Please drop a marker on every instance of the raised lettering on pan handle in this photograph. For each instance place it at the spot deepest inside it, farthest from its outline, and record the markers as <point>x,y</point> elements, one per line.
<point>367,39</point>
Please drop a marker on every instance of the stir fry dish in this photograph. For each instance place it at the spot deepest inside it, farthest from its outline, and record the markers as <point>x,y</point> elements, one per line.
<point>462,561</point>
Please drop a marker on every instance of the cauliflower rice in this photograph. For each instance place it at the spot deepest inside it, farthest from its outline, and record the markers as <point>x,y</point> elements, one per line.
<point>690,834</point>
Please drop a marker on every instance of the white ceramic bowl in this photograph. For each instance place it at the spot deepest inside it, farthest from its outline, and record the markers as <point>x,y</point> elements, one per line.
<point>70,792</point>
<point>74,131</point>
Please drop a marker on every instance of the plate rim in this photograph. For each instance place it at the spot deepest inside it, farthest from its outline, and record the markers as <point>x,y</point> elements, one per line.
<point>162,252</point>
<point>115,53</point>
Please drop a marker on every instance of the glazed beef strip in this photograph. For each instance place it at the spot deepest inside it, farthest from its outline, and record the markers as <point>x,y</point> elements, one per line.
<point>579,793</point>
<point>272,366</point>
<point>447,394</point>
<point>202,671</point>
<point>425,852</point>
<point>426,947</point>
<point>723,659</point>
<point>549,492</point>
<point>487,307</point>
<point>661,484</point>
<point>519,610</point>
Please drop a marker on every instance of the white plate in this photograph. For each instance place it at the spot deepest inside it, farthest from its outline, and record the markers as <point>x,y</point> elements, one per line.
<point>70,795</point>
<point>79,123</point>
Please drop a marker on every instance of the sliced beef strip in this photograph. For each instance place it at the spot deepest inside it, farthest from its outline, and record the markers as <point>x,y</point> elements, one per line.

About this exercise
Nothing in the records should be altered when they are written out again.

Response
Please drop a marker on every instance of the raised lettering on pan handle in this photograph. For each instance place it at the spot deepest inside it, farthest from its outline, and record the markers as <point>x,y</point> elements, one per line.
<point>367,39</point>
Please drop a marker on every instance of the stir fry dish in this photograph. For each instance place it at the spot deepest inside it, farthest from its outline, and record the markers as <point>x,y</point> elements, one per line.
<point>462,561</point>
Please drop a marker on every instance of the cauliflower rice in this photograph. For each instance place it at the spot deepest inside it, farthest from its outline, and record the markers as <point>x,y</point> elements, one per line.
<point>690,834</point>
Please drop a marker on every instance of the white ceramic bowl in this photograph. For each instance place it at the spot deepest inside it, farthest from its outline, and record the markers as <point>x,y</point> elements, one per line.
<point>70,792</point>
<point>74,131</point>
Please drop a marker on every instance of the plate rim in this photograph. For each instance place it at the spot deepest inside it, farthest from its outline, and record the markers as <point>x,y</point> elements, one per line.
<point>162,252</point>
<point>115,53</point>
Please drop a marker on every instance of the glazed beef strip in this photograph. For each instance place it at the spot deepest inside it, farthest from its outline, and record the markers as <point>x,y</point> elements, one per line.
<point>579,793</point>
<point>272,366</point>
<point>447,394</point>
<point>202,671</point>
<point>425,852</point>
<point>426,947</point>
<point>723,659</point>
<point>549,492</point>
<point>487,307</point>
<point>661,484</point>
<point>519,610</point>
Please drop a marker on every instance of the white plate in this photograph. For each instance place it at the spot deepest inside it, farthest from its outline, and record the markers as <point>x,y</point> elements, one per line.
<point>70,795</point>
<point>79,123</point>
Please drop a marker on every instance of the sliced beef strip in this photograph. For each instance place it at the spot deepest inside it, farthest from its outline, and record the markers as <point>x,y</point> elements, one per line.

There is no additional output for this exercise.